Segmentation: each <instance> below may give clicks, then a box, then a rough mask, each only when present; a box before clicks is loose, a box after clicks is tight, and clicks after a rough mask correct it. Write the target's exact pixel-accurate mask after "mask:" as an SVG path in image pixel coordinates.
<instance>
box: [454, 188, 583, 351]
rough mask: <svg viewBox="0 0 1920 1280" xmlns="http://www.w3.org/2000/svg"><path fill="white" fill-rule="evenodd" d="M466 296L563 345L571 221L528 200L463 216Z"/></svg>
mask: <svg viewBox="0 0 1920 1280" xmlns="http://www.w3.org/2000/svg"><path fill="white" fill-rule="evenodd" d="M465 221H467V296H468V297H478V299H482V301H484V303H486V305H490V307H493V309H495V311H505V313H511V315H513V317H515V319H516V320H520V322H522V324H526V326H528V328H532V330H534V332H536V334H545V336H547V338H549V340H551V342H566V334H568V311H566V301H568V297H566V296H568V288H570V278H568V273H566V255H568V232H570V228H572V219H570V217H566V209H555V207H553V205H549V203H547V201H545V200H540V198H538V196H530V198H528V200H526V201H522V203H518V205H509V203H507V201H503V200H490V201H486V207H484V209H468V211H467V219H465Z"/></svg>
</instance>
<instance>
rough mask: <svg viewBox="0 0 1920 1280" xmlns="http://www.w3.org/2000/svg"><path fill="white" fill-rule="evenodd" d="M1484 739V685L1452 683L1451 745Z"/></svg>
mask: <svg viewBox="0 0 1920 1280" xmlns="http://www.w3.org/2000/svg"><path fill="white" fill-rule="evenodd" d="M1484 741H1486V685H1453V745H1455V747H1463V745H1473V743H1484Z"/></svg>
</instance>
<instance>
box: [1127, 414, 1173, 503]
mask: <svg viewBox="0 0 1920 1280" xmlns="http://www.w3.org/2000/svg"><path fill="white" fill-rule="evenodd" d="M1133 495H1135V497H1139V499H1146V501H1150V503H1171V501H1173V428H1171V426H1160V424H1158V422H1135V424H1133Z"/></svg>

◆ WORK REQUIRED: All records shown above are to be output exactly.

◆ EXPECTED OUTPUT:
Segmentation: each <instance> below may give clicks, then a box, then a rough mask, each only when present; a box before clicks is loose, a box after clicks is tight, and clicks after a rough mask correct it. Write the target's exact pixel-accurate mask after "mask:" as an SVG path in image pixel coordinates.
<instance>
box: [454, 188, 583, 351]
rough mask: <svg viewBox="0 0 1920 1280" xmlns="http://www.w3.org/2000/svg"><path fill="white" fill-rule="evenodd" d="M466 296L563 345L571 221L528 200L463 216Z"/></svg>
mask: <svg viewBox="0 0 1920 1280" xmlns="http://www.w3.org/2000/svg"><path fill="white" fill-rule="evenodd" d="M465 221H467V296H468V297H478V299H482V301H484V303H486V305H490V307H493V309H495V311H505V313H511V315H513V317H515V319H516V320H520V322H522V324H526V326H528V328H532V330H534V332H536V334H545V336H547V338H549V340H551V342H566V334H568V311H566V301H568V297H566V296H568V288H570V278H568V273H566V255H568V232H570V228H572V219H570V217H566V209H555V207H553V205H549V203H547V201H545V200H540V198H538V196H530V198H528V200H526V201H522V203H518V205H509V203H507V201H503V200H490V201H486V207H484V209H468V211H467V219H465Z"/></svg>
</instance>
<instance>
rough mask: <svg viewBox="0 0 1920 1280" xmlns="http://www.w3.org/2000/svg"><path fill="white" fill-rule="evenodd" d="M1484 739V685L1452 683L1451 745Z"/></svg>
mask: <svg viewBox="0 0 1920 1280" xmlns="http://www.w3.org/2000/svg"><path fill="white" fill-rule="evenodd" d="M1484 741H1486V685H1453V745H1455V747H1463V745H1473V743H1484Z"/></svg>
</instance>
<instance>
box: [1127, 414, 1173, 503]
mask: <svg viewBox="0 0 1920 1280" xmlns="http://www.w3.org/2000/svg"><path fill="white" fill-rule="evenodd" d="M1133 495H1135V497H1139V499H1146V501H1150V503H1171V501H1173V428H1171V426H1160V424H1158V422H1135V424H1133Z"/></svg>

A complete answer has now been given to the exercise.